> **EXCERPT TO READ**:
Arlene Foster and her 10 DUP MPs at 10 Downing Street entered by the front door, but for some reason left via the back door like they had something to hide or did not wish anyone - especially the media - see them leave. Why the secrecy as the world's media would have seen them arrive at Downing Street so why didn't they leave the way they had come?

The DUP founded by the Rev. Ian Paisley is a staunchly Unionist party with a deep Protestant Christian ethos which governs some if not of all of their policies. They could be called right-wing as they do not accept same-sex marriage, are climate change deniers and are very pro-Brexit.

Would this have been part of their negotiations with Theresa May in Downing Street?

It is expected that an informal coalition agreement will be signed today between the Conservatives and the DUP bringing this loose arrangement government into being. Certainly, this gives Arlene Foster who could easily give Theresa May a run for her money in talks a certain amount of leverage with the now weakened Theresa May administration.

What Arlene Foster may have asked at the meeting

Arlene Foster and Theresa May have worked together behind the scenes on things they agree on in the past and in some ways some areas of the Conservative party mirror aspects of the DUP. It can be guessed even though Arlene Foster keeps things close to her chest that she will have a set of demands or requests in return for helping Theresa May stay in power.

Certainly one of the requests will be for more money for Northern Ireland in helping with infrastructure, and money for schools and hospitals. Many in Northern Ireland, especially the Loyalist community, see this DUP-Conservative arrangement as a good thing if the deal is signed today, as it may highlight the areas of Northern Ireland that need investment.

Even some Republicans have grudgingly admitted if this investment is forthcoming from the central government in London it could be a good thing for Northern Ireland.

John Major's warning

Former Prime Minister John Major who was involved in talks with both sides of the Northern Irish conflict peace talks before handing over to Tony Blair has warned he has reservations about his party going into government with the DUP.

The DUP has been accused of having links to Loyalist paramilitary groups and this maybe is one of John Major's concerns.

He may also be warning against going down a road with the DUP that may somehow entrap Theresa May's already enfeebled administration. Of course, Major's concerns could be completely unfounded, but on the other hand, they may be justified. Only time will tell.

DUP in talks with Sinn Fein regarding Stormont

Sinn Fein and even the Irish Prime Minister Enda Kenny have expressed their misgivings about the DUP going into government with the Conservatives. Their worry is that it may make the negotiations a little skewed as it may feel like the British government is backing the DUP in talks rather than being objective.

The British government will realise the importance of talks to get a Stormont administration running again and will remain completely objective in talks between the DUP and Sinn Fein.

If the talks fail it may bring back direct rule from London which after all the good work of the Good Friday Agreement and the time both Sinn Fein and the DUP shared power together would be a complete shame.

Northern Ireland has enjoyed peace and prosperity for a long time now let us hope this continues.

> **EXCERPTED DATA**:
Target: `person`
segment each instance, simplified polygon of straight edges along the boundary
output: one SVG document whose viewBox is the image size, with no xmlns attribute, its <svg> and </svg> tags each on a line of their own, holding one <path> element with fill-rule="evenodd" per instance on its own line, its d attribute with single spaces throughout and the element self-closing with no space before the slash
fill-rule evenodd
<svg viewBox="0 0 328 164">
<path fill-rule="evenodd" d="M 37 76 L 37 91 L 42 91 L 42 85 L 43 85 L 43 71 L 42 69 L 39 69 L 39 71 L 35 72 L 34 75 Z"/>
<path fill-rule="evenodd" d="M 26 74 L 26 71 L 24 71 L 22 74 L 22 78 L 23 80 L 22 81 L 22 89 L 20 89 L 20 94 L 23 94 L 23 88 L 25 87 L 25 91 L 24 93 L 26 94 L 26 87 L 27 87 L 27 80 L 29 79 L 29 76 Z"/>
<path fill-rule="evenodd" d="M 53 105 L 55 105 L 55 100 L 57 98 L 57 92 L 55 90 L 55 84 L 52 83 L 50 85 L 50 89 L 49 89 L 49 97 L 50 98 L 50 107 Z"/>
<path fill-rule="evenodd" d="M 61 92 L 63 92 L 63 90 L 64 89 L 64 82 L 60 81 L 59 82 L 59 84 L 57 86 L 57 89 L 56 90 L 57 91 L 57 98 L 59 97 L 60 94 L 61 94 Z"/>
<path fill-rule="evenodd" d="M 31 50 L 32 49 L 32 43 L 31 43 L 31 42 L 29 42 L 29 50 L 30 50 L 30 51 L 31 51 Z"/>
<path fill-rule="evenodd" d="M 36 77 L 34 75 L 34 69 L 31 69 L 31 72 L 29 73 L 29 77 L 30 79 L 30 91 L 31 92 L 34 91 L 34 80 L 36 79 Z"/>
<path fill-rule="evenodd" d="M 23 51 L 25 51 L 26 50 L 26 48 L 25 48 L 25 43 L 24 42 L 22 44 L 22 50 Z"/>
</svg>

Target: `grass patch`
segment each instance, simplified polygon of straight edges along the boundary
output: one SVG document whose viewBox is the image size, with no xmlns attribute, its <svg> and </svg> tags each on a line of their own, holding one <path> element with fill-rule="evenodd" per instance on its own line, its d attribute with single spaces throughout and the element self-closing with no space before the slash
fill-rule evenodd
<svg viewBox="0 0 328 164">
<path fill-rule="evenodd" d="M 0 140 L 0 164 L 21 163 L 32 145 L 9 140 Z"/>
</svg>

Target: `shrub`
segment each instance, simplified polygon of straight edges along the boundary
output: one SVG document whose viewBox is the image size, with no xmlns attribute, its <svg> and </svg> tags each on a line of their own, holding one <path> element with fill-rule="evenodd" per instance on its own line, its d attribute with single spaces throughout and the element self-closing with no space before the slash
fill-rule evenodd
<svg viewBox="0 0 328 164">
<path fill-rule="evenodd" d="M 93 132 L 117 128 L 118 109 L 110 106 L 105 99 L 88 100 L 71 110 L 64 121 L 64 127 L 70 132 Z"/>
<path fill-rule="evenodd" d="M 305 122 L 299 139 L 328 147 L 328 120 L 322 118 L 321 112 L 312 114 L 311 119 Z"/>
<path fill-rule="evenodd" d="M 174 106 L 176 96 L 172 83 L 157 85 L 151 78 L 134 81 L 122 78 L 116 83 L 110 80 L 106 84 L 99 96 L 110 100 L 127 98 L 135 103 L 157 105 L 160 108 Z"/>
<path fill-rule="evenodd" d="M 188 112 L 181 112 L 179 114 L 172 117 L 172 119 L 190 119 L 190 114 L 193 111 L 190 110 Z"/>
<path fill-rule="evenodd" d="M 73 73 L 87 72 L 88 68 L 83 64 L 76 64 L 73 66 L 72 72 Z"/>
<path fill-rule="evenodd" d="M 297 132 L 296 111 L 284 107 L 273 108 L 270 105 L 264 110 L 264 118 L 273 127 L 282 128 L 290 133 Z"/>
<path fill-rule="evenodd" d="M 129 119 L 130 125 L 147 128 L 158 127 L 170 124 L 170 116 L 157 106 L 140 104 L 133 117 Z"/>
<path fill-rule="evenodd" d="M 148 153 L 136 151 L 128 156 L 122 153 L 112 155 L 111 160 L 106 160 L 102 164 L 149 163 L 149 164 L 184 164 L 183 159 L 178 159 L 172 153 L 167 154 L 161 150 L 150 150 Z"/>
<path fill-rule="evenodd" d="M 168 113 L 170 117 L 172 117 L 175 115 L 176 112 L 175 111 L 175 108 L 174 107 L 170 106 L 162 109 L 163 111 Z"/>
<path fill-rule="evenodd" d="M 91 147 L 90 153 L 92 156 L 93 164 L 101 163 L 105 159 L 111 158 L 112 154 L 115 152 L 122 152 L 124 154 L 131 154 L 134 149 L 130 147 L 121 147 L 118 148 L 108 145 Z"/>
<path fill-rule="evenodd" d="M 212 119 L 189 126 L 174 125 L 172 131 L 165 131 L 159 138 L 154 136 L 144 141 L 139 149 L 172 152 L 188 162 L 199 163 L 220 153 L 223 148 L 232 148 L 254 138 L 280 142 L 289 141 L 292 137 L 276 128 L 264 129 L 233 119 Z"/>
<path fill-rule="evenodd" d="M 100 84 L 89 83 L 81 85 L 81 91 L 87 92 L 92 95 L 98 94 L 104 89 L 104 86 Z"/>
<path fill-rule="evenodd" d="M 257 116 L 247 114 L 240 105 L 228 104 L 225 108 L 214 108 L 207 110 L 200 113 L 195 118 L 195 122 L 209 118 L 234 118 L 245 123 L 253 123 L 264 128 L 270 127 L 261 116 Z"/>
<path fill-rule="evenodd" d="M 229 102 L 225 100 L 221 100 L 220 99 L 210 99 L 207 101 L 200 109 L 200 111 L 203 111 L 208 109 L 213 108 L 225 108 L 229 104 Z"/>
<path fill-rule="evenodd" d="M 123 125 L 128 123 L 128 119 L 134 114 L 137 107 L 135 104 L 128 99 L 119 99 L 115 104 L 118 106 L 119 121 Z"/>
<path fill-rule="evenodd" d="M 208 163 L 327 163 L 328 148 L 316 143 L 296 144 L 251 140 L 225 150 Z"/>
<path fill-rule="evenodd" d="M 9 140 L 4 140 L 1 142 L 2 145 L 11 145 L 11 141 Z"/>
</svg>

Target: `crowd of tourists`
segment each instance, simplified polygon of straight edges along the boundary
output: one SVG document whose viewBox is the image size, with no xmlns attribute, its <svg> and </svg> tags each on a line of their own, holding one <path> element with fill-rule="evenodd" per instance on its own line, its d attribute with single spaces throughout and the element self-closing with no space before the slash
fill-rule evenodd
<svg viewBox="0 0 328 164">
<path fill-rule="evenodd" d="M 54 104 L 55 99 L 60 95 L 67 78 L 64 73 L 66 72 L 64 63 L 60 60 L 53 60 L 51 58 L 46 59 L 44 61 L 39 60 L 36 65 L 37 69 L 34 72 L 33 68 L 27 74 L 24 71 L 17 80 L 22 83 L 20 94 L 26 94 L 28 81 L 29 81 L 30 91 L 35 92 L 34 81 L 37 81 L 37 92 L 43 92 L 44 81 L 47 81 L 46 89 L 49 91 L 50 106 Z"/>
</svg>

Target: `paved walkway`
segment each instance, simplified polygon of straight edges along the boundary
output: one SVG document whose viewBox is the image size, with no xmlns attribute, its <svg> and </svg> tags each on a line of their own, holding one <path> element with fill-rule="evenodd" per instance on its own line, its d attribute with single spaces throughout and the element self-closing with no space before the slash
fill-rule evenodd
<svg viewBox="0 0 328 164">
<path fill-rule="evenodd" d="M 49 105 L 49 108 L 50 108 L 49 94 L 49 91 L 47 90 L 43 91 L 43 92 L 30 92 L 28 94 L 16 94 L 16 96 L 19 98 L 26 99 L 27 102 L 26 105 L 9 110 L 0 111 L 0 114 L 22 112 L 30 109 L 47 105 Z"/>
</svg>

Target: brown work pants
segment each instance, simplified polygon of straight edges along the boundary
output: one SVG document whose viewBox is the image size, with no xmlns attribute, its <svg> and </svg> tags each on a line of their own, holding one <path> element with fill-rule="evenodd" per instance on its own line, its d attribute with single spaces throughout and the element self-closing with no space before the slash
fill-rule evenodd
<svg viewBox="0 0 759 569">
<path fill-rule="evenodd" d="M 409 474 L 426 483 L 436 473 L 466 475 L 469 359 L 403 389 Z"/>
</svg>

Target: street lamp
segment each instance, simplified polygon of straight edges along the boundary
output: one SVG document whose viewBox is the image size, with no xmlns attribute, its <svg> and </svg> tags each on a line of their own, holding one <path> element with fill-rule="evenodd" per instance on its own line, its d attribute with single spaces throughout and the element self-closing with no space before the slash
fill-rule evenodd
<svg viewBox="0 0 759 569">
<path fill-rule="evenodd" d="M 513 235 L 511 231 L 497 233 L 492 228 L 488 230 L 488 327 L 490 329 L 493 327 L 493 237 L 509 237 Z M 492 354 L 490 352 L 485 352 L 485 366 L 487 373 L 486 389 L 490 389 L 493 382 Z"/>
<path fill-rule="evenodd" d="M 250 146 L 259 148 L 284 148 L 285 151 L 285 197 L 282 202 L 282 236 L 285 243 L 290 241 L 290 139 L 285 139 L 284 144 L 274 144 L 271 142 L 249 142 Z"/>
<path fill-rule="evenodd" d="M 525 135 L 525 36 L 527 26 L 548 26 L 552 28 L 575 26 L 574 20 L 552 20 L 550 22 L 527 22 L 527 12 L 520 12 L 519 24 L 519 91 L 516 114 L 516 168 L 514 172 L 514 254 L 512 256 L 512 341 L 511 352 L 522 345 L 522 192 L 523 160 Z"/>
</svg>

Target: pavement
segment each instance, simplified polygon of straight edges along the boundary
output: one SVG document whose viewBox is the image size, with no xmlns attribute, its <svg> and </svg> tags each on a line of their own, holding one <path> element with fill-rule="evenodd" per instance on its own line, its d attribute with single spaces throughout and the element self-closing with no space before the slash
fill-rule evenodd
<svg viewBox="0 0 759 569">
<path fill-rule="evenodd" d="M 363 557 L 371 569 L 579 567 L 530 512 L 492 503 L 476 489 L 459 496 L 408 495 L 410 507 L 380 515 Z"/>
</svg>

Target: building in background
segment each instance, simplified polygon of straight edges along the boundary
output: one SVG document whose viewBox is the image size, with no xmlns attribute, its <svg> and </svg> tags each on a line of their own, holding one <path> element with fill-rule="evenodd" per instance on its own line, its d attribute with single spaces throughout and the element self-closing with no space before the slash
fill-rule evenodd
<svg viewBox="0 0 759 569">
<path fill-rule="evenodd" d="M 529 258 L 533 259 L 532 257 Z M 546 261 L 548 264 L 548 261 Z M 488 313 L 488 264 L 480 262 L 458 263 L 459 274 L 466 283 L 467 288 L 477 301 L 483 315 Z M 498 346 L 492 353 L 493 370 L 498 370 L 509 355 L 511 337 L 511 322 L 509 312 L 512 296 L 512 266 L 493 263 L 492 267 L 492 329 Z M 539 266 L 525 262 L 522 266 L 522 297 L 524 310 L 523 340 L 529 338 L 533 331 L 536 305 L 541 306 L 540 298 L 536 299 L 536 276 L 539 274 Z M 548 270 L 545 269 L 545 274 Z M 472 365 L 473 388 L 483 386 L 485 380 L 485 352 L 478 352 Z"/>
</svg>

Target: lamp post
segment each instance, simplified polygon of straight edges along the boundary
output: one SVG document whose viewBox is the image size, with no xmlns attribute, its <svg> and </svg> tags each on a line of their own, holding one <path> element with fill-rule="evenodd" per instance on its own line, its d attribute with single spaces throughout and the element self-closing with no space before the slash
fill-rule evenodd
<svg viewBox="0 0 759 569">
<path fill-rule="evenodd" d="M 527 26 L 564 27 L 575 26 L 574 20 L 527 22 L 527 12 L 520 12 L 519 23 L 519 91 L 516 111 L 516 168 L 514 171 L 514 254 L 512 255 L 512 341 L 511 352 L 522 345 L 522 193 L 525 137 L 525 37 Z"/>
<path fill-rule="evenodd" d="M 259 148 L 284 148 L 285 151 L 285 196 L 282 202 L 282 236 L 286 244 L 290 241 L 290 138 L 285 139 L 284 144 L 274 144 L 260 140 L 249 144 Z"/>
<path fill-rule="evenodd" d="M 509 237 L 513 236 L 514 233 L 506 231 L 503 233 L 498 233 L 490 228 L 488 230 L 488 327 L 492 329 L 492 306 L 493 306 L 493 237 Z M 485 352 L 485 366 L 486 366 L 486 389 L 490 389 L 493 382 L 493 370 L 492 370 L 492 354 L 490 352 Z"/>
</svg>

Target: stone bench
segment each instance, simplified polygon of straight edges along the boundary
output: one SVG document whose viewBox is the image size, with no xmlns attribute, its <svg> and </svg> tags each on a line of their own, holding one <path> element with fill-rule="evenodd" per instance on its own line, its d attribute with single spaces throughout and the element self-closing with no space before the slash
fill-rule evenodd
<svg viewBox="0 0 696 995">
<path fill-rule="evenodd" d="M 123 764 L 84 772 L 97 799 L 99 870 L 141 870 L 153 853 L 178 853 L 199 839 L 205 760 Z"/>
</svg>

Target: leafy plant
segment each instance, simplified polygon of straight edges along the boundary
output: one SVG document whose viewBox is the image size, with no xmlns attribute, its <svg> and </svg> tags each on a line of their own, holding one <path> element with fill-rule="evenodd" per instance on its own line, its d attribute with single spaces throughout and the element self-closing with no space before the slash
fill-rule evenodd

> **WHAT IS BEING ASKED**:
Answer these questions from the article on the DUP's talks at Downing Street:
(a) Which door did Arlene Foster and her MPs use to leave 10 Downing Street?
(b) Which former Prime Minister has warned that he has reservations about his party going into government with the DUP?
(c) Besides Sinn Fein, who has expressed misgivings about the DUP going into government with the Conservatives?

> **YOUR RESPONSE**:
(a) The back door.
(b) John Major.
(c) The Irish Prime Minister, Enda Kenny.